▶ [Task data]
═══

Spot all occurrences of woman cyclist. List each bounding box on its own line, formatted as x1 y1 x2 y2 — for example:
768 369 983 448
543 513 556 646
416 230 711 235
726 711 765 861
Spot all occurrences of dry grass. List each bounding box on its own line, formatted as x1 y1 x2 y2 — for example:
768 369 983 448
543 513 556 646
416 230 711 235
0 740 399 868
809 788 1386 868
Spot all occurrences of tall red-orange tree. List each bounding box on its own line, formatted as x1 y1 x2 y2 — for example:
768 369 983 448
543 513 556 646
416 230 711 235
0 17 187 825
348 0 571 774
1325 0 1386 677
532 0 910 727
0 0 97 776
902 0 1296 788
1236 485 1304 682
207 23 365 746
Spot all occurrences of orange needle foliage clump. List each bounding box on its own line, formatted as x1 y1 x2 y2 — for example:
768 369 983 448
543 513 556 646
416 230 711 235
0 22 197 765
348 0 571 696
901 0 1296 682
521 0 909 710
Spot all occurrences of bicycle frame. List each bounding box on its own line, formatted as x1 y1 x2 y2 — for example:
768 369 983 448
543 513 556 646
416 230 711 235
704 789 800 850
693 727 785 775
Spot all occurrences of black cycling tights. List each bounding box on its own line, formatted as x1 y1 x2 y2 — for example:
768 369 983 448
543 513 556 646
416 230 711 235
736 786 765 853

═══

▶ [What the task asks] Update the listing above by replacing "Spot all occurrences of" with "Locate every instance of" everywhere it occurs. Return the full listing with everything else unchanged.

▶ [Finished task]
Locate every instance of woman cyclist. List each bounding box on its own line, formatted as x1 y1 x2 y2 — for example:
768 369 983 448
543 513 556 646
416 230 711 235
726 711 765 861
Locate every instance of dry grass. List each bounding box on its own line, formatted as x1 y1 x2 y2 — for example:
768 369 983 448
543 513 556 646
416 230 711 235
0 740 399 868
809 788 1386 868
Locate every instance of tall red-orange tree. List each bounding box on its own line, formatted as x1 y1 x2 y2 — for example:
768 369 983 448
543 513 556 646
416 230 711 235
0 17 187 825
348 0 571 774
1325 0 1386 677
532 0 910 727
0 0 97 776
902 0 1296 788
1236 485 1304 682
207 23 365 746
Locate every instance of orange needle foliage clump. List each bounding box on its own line, formatted as x1 y1 x2 y2 — for example:
768 369 983 448
543 513 556 646
416 230 711 235
0 22 197 765
348 0 571 696
901 0 1296 682
521 0 909 710
Locate every instance of bicycle frame. List each bounding box on its own line, formatted as x1 y1 x2 y2 — for example:
768 369 983 448
543 513 556 646
416 230 711 235
704 789 800 850
693 727 785 775
Locate every instance of black cycling tights. List each bounding box on its own line, formatted as x1 y1 x2 y2 — for example:
768 369 983 448
543 513 556 646
416 230 711 235
736 786 765 853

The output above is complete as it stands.